--- START OF DATA TO USE ---

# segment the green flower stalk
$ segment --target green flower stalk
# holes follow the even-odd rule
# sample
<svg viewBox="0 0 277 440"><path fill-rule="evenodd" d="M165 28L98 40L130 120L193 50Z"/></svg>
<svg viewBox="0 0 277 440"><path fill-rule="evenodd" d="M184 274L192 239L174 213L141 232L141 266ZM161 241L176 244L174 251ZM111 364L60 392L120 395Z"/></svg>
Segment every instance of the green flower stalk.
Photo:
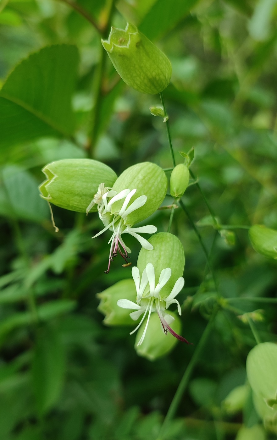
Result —
<svg viewBox="0 0 277 440"><path fill-rule="evenodd" d="M140 233L154 234L157 228L153 225L133 227L153 214L166 195L167 181L164 172L155 164L144 162L130 167L119 176L112 188L101 183L98 192L87 209L87 213L97 205L99 215L104 225L103 229L94 238L109 230L112 232L108 268L118 252L128 264L127 258L131 252L123 241L123 234L129 234L146 249L153 246ZM129 264L128 264L129 265Z"/></svg>
<svg viewBox="0 0 277 440"><path fill-rule="evenodd" d="M168 58L137 28L127 23L125 29L112 27L107 40L101 40L114 68L124 82L142 93L155 95L170 81Z"/></svg>
<svg viewBox="0 0 277 440"><path fill-rule="evenodd" d="M46 165L42 171L47 178L39 187L42 198L79 213L86 212L101 182L111 187L117 177L110 167L91 159L56 161Z"/></svg>
<svg viewBox="0 0 277 440"><path fill-rule="evenodd" d="M179 314L181 314L181 307L175 297L185 283L184 278L180 276L183 274L185 266L181 244L175 235L167 232L157 234L148 242L152 245L153 249L146 253L144 249L142 249L139 254L137 267L133 267L132 270L137 302L124 299L119 300L118 305L124 308L134 310L130 314L134 320L143 315L139 324L130 334L136 331L146 319L137 345L144 341L152 312L157 314L166 334L169 331L180 341L189 344L170 326L174 317L166 312L170 305L175 303L177 304Z"/></svg>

--- END OF DATA TO USE ---

TASK TO CARRY OUT -
Leave out the pictures and restate everything else word for word.

FULL RESPONSE -
# segment the green flower stalk
$ segment --target green flower stalk
# holes follow the even-odd rule
# sample
<svg viewBox="0 0 277 440"><path fill-rule="evenodd" d="M165 28L98 40L130 120L193 50Z"/></svg>
<svg viewBox="0 0 277 440"><path fill-rule="evenodd" d="M184 274L192 239L174 213L141 232L141 266ZM161 241L176 244L174 251ZM111 364L60 392L120 395Z"/></svg>
Segment every instance of the green flower stalk.
Photo:
Result —
<svg viewBox="0 0 277 440"><path fill-rule="evenodd" d="M140 233L154 234L157 228L153 225L133 227L153 214L166 195L167 181L164 172L155 164L144 162L130 167L119 176L112 188L101 183L98 192L87 209L87 213L97 205L99 215L104 225L103 229L94 238L109 230L112 232L108 268L118 252L128 264L127 258L131 252L123 241L123 234L129 234L146 249L153 246ZM129 264L128 264L129 265Z"/></svg>
<svg viewBox="0 0 277 440"><path fill-rule="evenodd" d="M168 58L137 28L127 23L125 29L112 27L107 40L101 40L114 68L124 82L142 93L155 95L170 81Z"/></svg>
<svg viewBox="0 0 277 440"><path fill-rule="evenodd" d="M46 165L42 171L47 178L39 187L42 198L79 213L86 212L101 182L111 187L117 177L110 167L91 159L56 161Z"/></svg>
<svg viewBox="0 0 277 440"><path fill-rule="evenodd" d="M179 314L181 314L181 307L175 297L185 283L184 278L180 276L183 274L185 266L181 244L175 235L167 232L157 234L148 242L152 245L153 249L146 253L144 249L142 249L139 254L137 267L133 267L132 270L137 302L124 299L119 300L118 305L124 308L134 310L130 314L134 320L143 315L139 324L130 334L136 331L146 319L137 345L144 341L152 312L157 314L166 334L169 331L180 341L189 344L170 326L174 317L166 312L170 305L175 303L177 304Z"/></svg>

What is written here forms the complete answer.